Action item: Carry on the anime review from its final line, keeping its sarcastic tone.

Passage:
○ ○ ○

Raku reasons, “[Chitoge]‘s not such a wuss that she’ll be happy to sit tight while someone protects her, is she?” Hm, surprisingly progressive from a harem ani-… “Call yourself a man? Then be a rock for her, and watch over her!” Oh c’mon, what’s the fucking difference? Either way, you’re still being a condescending jackass who thinks a woman needs you to watch over her.

And what a great lesson it was to learn! We should allow others to fend for themselves instead of hovering over them all the time in a paternalistic manner!

Tsugumi: “Young Miss! Let me be the one to make that shopping run! I can’t allow you to take on such chores!”

○ ○ ○

Records taken from a dataset
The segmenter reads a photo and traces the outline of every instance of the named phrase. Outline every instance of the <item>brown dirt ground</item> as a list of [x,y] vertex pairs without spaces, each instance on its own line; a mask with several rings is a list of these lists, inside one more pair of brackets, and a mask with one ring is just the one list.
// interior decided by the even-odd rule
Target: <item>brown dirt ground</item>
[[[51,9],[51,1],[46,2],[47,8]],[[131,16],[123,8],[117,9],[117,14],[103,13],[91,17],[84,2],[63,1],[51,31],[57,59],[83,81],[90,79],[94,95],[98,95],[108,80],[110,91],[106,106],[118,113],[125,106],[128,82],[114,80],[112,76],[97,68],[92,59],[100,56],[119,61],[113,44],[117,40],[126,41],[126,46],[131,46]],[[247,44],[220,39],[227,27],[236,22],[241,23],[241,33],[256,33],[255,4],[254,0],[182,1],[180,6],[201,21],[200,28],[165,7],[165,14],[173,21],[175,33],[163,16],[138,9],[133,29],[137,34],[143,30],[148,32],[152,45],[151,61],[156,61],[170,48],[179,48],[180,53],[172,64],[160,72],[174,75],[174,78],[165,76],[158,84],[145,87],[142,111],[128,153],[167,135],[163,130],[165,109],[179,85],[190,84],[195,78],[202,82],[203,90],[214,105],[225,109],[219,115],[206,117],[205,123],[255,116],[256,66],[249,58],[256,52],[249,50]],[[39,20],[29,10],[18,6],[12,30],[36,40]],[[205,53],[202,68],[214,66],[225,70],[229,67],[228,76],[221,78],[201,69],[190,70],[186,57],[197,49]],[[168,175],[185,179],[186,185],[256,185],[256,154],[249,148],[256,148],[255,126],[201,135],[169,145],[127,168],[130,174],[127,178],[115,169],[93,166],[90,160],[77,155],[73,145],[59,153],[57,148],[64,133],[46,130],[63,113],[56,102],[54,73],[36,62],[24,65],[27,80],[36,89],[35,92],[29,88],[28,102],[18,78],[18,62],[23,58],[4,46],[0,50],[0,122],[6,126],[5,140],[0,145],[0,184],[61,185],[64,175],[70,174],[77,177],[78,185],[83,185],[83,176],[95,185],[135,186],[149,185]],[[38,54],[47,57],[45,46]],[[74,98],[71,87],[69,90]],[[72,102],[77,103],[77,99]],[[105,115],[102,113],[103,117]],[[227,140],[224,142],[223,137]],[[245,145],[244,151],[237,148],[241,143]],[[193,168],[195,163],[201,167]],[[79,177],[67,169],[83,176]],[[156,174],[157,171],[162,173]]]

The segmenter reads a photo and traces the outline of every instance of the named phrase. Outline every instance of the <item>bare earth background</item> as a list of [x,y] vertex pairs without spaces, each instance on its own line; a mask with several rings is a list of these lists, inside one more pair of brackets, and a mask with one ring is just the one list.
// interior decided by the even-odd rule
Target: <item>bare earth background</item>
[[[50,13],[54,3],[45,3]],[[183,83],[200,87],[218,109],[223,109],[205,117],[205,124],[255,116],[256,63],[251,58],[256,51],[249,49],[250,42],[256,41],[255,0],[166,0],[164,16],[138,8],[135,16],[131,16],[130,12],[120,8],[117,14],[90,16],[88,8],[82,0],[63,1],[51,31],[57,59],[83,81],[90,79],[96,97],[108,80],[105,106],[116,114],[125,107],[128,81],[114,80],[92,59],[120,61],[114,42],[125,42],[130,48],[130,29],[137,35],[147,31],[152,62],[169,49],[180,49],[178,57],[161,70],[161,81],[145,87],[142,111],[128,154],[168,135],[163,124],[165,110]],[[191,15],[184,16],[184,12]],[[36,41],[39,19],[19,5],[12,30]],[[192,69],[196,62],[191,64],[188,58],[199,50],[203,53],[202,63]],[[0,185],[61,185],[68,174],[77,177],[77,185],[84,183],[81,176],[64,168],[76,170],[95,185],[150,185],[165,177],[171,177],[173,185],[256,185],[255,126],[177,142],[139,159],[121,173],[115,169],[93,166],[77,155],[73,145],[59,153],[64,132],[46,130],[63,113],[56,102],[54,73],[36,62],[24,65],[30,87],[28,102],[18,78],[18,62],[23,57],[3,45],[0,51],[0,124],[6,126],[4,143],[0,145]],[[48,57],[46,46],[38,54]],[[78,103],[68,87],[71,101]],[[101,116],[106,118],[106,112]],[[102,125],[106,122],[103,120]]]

○ ○ ○

Exercise response:
Nope, haven’t learned a thing. Can’t even let a person do a few chores. Ironically, in protecting Chitoge like this, Tsugumi actually end up dehumanizing her. She’s basically saying, “Your ability to self-actualize and make your own decisions in life is not as important as how much that hard work might “taint” you…” But that’s the puzzling part. Why can’t Chitoge “take on such chores?” Because it’ll make her sweat? Because she’ll get tired? Because she’ll break a nail? Like what are we even protecting her from? The only answer that makes any sense is ‘life.’ There’s nothing gallant nor chivalrous about what Tsugumi’s doing. She’s effectively destroying the real Chitoge in order to preserve some ideal “Chitoge” that exists only within her mind, the kind that should never have to do chores lest it somehow “taints” her for good. Tsugumi wants to protect Chitoge from living her own life.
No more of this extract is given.